DOCUMENT SECTION:
Begin

We used [SAGIV] as our starting point for concurrent b-tree algorithms. However, we made significant changes and (we feel) improvements. We have particularly tried to simplify the algorithms to reduce the implementation and especially debugging effort. There are also a lot of complex details involved in building a complete implementation. The goal of this document is to describe and explain the major design decisions and any subtleties that arose.
Instead of storing the full text of each key, store the length of match with the previous key (in this block) and the text of the key which doesn't match.
In non-leaf blocks, only store enough of the split-key to differentiate the two sequential blocks at the lower level.
The first 20 bytes of the block header format is the same for all types of blocks.
We use the B-link tree format (see [SAGIV]). Each leaf block contains some number of (key,value) pairs; each non-leaf (ie. index) block contains (key, down-pointer) pairs. Each block contains one additional key value, the SPLIT key, that is strictly greater than any other key in the block. The tree is augmented by chaining together the nodes of each level of the tree in split-key order (the NEXT pointers).
We allow the tree to be missing any index-insertion or block-deletion updates so long as certain key-order invariants are maintained:
We originally had index nodes in (value,key) order because it made insertions simple, but abandoned that because it made all the insertion/deletion propagation code special-case. In fact, because of the asymmetry of INSERT and DELETE, either one or the other will require that a single operation sometimes modify two blocks (see section Insertion method). However, using (key,value) ordering at all levels of the tree simplified the code considerably.
Split keys seem to be an accepted method for B-tree organization. In a Blink-tree, where one might potentially have to chain forward to find a desired key, the split key allows one to determine when the search can be terminated. Having the split key at the end of the block saves one block access per search. (If the split key were at the front of the block, one would have to access the next block in the chain to determine that a search could terminate.)

End

Entries for pointing and labeling
Begin

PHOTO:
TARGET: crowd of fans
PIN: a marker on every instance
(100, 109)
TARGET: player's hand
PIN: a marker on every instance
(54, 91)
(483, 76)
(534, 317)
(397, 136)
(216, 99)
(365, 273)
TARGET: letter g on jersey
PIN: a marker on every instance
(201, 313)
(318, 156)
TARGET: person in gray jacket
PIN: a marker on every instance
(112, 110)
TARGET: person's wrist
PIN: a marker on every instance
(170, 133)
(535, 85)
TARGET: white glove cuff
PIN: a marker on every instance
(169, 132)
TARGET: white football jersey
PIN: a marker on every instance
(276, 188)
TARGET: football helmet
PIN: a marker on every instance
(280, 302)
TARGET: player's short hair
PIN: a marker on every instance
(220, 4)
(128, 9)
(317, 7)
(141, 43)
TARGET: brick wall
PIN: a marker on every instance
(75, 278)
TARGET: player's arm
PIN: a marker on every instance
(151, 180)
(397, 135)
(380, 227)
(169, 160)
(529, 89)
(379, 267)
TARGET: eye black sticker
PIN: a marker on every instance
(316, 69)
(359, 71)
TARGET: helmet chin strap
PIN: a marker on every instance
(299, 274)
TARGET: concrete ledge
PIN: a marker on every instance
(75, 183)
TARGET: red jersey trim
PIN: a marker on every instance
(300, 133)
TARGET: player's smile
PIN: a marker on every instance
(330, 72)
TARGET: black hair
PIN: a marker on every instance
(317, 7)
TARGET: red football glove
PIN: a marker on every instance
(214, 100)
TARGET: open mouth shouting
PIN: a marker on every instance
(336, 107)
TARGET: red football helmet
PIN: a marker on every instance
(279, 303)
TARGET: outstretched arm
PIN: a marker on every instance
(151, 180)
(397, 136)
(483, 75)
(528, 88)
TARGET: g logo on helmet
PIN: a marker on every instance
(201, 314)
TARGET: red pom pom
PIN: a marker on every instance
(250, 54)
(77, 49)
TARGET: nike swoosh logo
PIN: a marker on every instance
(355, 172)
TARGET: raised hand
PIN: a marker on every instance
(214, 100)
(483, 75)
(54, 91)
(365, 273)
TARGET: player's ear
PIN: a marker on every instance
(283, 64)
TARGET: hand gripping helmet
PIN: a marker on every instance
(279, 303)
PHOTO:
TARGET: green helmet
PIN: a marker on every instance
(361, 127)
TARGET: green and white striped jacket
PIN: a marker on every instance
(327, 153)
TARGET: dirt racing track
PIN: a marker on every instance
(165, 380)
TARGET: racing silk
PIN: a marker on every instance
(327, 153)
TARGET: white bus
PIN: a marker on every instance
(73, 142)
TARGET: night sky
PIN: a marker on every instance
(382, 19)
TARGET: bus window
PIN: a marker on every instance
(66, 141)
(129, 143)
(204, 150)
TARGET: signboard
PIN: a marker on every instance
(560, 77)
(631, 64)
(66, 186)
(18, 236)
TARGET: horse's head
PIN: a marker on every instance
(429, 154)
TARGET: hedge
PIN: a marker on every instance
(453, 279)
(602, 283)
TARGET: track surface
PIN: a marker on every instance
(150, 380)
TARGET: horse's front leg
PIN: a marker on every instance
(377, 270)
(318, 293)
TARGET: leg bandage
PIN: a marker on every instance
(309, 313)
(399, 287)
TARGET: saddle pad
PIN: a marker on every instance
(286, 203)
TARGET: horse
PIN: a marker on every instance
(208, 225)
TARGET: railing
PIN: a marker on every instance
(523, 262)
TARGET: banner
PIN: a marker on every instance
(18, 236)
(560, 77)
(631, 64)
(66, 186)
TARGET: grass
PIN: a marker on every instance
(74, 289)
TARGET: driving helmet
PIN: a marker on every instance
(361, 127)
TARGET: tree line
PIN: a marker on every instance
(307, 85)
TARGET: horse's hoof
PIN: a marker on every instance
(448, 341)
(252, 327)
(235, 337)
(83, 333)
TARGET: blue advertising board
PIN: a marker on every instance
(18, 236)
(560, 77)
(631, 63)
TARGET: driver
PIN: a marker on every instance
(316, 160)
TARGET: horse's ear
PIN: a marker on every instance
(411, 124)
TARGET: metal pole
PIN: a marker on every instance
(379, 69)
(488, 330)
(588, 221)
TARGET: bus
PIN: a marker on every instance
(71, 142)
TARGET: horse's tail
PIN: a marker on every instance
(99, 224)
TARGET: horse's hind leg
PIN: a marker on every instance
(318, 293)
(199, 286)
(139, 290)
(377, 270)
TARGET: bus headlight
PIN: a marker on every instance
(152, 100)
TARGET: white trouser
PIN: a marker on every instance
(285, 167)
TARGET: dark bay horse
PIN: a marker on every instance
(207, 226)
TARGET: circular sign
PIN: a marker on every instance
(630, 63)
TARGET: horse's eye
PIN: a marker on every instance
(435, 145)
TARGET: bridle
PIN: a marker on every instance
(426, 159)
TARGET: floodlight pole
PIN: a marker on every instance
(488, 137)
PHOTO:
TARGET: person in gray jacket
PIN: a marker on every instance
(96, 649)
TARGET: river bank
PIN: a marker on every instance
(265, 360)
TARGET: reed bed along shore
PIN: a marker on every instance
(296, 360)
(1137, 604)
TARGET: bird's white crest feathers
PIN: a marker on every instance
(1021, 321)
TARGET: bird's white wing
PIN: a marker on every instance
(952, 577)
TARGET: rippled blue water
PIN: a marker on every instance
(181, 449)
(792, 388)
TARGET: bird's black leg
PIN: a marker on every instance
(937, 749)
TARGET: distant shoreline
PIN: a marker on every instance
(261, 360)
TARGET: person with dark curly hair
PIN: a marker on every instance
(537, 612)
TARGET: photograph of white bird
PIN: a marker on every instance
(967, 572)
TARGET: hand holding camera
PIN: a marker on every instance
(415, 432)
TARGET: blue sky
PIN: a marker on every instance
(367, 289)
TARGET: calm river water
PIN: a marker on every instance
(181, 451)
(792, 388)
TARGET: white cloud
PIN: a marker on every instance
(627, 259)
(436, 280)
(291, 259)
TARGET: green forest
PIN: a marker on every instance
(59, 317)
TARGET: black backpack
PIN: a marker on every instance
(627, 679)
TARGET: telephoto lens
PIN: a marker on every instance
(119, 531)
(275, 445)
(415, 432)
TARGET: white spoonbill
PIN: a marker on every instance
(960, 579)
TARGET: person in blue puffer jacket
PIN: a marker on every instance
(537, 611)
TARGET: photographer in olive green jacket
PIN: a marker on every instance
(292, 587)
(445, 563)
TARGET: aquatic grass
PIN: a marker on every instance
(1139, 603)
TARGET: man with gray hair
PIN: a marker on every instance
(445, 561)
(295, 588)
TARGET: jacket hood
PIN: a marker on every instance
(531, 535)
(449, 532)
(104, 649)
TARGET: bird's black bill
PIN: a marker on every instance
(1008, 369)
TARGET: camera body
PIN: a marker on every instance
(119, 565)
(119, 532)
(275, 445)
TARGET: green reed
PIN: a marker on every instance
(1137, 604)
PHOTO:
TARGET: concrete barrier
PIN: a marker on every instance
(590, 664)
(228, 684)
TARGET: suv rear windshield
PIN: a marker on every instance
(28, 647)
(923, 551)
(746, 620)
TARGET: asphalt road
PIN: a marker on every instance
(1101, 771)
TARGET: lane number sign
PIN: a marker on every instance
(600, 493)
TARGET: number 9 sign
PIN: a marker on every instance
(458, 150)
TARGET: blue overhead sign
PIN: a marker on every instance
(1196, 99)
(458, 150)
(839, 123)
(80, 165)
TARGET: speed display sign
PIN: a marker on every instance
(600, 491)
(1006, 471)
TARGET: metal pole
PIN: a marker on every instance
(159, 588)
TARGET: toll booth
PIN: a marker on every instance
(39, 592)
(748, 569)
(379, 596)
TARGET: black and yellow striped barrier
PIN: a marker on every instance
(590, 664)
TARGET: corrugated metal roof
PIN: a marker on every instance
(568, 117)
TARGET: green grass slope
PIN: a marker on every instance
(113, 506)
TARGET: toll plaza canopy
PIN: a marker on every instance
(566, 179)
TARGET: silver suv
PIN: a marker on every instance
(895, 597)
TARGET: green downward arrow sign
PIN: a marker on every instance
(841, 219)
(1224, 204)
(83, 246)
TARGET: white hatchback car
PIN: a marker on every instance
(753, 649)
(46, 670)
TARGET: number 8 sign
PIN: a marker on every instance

End

AIM OF THE EXERCISE: Please pick up the concurrent B-tree design text after its final sentence and keep writing it. You will not need the records for anything here.

EXPECTED ANSWER:
It is useful to define a largest key to be the split key of the last block at any given level; the code is made more complex if the last key is some special value (eg. the null string) that doesn't follow lexicographic order, not to mention the problems that arise with inserting into empty (last) blocks. We've reserved the set of strings starting with `0xff' as split keys only; they cannot be used as real key values. Last-key values are of the form xFF<level>. This makes the last key in level N+1 strictly larger than any in level N, so the end-of-chain key for level N need not be treated specially when it is inserted as a key at level N+1.
We make the split keys at index levels act like those at the leaf level, that is, the split key in a block NEVER CHANGES. The advantage is that inserts and deletes cannot cause split-key changes, avoiding the need for code to propagate these changes, which are a pain to test. It also makes the levels genuinely independent, a useful conceptual simplification.
The disadvantage is that this introduces a dead zone between the last key-value pair of an index block and its split key. This complicates the code slightly, and makes the average search path slightly longer than log(N) (by a constant factor of 1+(1/BF), where BF is the branching factor of the tree). More annoyingly, it interacts with insertions for block splits (see INSERTION).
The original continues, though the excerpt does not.